▸ TASK DETAILS
Reproduce all of the items below, swapping each occurrence of "Study this photo" for "Examine this photo" and leaving everything else unchanged. Omit the pictures from your answer.

[Entries from a dataset]
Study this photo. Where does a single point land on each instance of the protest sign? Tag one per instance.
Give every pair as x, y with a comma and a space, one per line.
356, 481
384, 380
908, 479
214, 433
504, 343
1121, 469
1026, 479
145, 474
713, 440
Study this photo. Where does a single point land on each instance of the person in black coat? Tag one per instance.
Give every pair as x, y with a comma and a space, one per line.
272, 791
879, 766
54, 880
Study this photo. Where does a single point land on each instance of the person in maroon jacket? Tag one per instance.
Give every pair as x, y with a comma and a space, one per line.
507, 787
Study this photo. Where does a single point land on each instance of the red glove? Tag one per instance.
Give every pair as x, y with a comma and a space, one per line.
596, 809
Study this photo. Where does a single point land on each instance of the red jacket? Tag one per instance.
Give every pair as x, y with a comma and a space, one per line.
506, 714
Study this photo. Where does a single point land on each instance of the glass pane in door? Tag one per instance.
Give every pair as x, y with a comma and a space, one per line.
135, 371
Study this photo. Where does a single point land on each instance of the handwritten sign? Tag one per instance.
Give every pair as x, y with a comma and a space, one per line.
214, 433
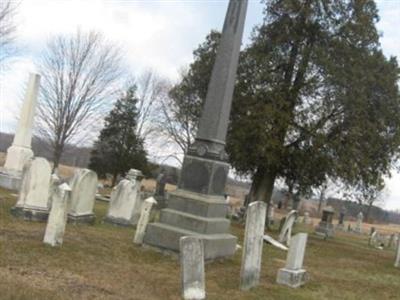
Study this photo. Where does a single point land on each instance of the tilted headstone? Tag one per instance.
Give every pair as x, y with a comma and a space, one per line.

▸ RESULT OF THIS EXERCISE
Examine this photo. Where does a single point land on each instance of the protest sign? Tag one per instance.
Give every pair as x, y with a comma and a space, one per line.
356, 481
384, 380
908, 479
214, 433
504, 343
1121, 469
1026, 479
145, 474
713, 440
Examine this photo. Where does a single point land on each instance of the person in black coat? Tag one per instance.
Give every pair as x, y with a comma and a space, one per line.
272, 791
879, 766
54, 880
Examine this photo. Where does a single point land on each instance of the person in maroon jacket? Tag one per instance.
Give every pair as x, y with a comma and a space, one per line.
507, 787
Examine this photo. Where does a single point land on each instance of the red glove? Tag one per instance.
Give every pair as x, y with a comma and a space, one per line.
596, 809
Examine this photo. Where does a single point land on each instance of the red jacket? Tag one per instance.
Give every pair as x, y with a comma and a space, one per line.
506, 714
Examine this photo. Where does a single point land on each instance of the glass pane in door? Tag one per instance.
Give every pair as x, y with a comma and a space, one per line.
135, 371
Examine this photo. Where does a single point land on each instance of the handwritten sign? Tag one per instance.
Give every pair as x, y with a comma and a space, one per line.
214, 433
Examine this photo. Where does a single point land on each instance of the tilted headstone? Tag one per instance.
Give every pair as x, y with a comma and a space, one per line.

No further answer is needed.